::: Records
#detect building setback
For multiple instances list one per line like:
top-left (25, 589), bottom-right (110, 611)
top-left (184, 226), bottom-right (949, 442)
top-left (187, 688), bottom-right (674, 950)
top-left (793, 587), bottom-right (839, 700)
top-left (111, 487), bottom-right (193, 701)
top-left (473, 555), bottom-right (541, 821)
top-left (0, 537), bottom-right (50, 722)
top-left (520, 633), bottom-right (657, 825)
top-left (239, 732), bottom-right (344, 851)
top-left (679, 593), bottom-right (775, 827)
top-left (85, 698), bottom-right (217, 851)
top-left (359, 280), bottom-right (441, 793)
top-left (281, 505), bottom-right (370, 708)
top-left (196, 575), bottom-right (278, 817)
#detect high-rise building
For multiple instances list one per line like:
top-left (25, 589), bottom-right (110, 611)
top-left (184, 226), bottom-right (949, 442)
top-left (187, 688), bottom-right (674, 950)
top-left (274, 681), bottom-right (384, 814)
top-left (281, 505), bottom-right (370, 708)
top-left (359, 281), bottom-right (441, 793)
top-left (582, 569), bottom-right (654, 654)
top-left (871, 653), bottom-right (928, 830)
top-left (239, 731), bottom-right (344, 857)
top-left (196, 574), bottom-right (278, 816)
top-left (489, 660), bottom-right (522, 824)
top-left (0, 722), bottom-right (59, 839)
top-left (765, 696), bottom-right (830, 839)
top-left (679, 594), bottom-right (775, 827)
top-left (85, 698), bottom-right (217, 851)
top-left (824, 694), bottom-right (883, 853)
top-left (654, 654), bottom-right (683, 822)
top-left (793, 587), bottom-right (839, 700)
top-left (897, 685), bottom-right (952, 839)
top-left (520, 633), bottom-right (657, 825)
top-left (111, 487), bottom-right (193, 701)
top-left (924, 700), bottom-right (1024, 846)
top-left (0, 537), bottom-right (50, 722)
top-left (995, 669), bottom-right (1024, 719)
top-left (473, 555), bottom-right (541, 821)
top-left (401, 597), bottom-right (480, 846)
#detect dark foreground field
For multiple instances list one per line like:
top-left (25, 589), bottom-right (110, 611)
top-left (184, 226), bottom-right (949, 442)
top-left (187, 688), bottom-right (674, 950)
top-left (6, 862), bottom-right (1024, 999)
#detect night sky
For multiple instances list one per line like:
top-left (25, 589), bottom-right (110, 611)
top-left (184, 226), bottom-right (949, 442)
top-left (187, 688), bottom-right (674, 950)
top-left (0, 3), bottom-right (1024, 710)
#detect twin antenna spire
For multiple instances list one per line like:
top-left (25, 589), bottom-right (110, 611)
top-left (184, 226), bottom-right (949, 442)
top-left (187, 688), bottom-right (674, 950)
::::::
::: Records
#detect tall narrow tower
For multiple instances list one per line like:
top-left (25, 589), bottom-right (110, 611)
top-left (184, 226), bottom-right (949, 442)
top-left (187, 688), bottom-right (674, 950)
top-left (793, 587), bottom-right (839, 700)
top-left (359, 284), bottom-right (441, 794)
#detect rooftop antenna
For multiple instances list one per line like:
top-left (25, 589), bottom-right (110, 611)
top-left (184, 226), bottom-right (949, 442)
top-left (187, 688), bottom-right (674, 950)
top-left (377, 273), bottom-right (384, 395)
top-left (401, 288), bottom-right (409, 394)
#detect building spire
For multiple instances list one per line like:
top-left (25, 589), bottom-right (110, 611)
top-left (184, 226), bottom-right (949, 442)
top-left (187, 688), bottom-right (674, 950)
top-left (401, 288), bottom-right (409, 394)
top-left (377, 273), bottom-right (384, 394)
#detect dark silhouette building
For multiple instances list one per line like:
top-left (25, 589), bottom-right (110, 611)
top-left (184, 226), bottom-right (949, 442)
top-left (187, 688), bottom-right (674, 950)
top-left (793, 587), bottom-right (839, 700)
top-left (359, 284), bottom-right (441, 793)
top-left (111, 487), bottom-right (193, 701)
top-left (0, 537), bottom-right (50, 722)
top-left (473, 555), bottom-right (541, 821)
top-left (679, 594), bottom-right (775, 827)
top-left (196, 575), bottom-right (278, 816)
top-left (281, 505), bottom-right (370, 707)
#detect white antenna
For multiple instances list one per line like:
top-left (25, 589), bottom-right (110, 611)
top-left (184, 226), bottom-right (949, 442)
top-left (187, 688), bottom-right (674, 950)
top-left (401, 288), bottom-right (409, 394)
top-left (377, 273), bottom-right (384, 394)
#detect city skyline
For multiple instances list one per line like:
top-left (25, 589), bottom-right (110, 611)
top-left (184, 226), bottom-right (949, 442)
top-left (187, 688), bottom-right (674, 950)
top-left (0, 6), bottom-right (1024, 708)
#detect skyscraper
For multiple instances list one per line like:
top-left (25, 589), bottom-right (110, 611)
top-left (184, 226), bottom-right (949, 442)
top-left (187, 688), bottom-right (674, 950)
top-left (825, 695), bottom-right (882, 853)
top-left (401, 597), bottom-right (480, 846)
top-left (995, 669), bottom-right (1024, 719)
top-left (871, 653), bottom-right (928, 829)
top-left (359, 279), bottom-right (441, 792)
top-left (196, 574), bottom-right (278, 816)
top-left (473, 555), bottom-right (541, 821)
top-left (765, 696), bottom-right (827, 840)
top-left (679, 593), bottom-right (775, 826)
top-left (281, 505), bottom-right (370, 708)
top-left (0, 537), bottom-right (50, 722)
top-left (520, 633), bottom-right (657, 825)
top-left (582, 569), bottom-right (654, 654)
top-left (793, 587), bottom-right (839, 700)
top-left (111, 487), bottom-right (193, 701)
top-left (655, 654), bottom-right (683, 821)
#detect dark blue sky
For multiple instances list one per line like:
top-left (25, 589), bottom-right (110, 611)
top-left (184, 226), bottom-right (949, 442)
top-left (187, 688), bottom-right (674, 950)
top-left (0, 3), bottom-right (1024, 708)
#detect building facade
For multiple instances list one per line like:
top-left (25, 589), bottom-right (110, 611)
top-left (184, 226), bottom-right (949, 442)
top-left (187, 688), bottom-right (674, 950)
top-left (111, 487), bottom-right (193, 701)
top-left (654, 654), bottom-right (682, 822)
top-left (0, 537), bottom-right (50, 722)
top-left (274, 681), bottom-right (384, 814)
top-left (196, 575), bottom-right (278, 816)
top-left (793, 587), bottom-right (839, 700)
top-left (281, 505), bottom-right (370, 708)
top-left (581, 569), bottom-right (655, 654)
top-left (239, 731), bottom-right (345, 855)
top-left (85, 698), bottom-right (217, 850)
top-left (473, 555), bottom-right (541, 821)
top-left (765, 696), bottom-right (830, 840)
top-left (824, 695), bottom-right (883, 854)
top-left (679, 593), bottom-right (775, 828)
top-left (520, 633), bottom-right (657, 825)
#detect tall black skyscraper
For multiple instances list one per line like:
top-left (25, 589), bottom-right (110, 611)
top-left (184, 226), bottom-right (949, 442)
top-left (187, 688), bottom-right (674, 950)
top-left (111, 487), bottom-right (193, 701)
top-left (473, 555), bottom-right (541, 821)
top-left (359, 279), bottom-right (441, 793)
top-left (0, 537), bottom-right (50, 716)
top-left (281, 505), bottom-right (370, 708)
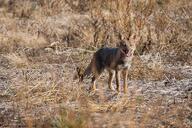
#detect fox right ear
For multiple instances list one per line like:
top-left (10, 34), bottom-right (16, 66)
::::::
::: Records
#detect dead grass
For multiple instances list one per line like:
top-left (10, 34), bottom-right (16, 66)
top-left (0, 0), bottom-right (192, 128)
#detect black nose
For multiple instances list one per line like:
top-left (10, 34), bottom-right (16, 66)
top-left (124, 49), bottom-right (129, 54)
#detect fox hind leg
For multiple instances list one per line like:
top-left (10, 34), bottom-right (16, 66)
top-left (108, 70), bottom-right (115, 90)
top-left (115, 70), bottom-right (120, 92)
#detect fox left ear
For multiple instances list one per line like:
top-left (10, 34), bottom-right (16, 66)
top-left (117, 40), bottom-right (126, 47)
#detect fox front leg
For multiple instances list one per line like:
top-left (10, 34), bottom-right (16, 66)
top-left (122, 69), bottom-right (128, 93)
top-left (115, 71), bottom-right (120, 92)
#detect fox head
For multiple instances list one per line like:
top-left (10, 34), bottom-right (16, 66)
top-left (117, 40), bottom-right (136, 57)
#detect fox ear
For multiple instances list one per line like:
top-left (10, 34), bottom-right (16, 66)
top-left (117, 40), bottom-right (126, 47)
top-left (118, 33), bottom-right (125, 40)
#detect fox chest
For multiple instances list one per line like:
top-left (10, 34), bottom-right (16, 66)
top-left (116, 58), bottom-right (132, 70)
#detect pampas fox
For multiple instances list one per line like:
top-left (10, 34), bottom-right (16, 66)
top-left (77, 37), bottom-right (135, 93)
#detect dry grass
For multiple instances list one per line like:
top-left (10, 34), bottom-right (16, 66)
::::::
* **Task details**:
Reproduce the material starting with the line containing "#detect building setback" and going on through the line containing "top-left (196, 575), bottom-right (278, 817)", with "instances" replaced by "items" and everything else unchanged. Give only those lines.

* **Result of the exercise**:
#detect building setback
For multiple items list one per line like:
top-left (25, 589), bottom-right (110, 611)
top-left (184, 226), bottom-right (949, 442)
top-left (187, 688), bottom-right (674, 950)
top-left (793, 587), bottom-right (839, 700)
top-left (111, 487), bottom-right (193, 701)
top-left (473, 555), bottom-right (541, 821)
top-left (0, 537), bottom-right (50, 722)
top-left (520, 633), bottom-right (657, 825)
top-left (239, 732), bottom-right (344, 851)
top-left (679, 593), bottom-right (775, 827)
top-left (85, 698), bottom-right (217, 851)
top-left (359, 280), bottom-right (441, 793)
top-left (281, 505), bottom-right (370, 708)
top-left (196, 575), bottom-right (278, 817)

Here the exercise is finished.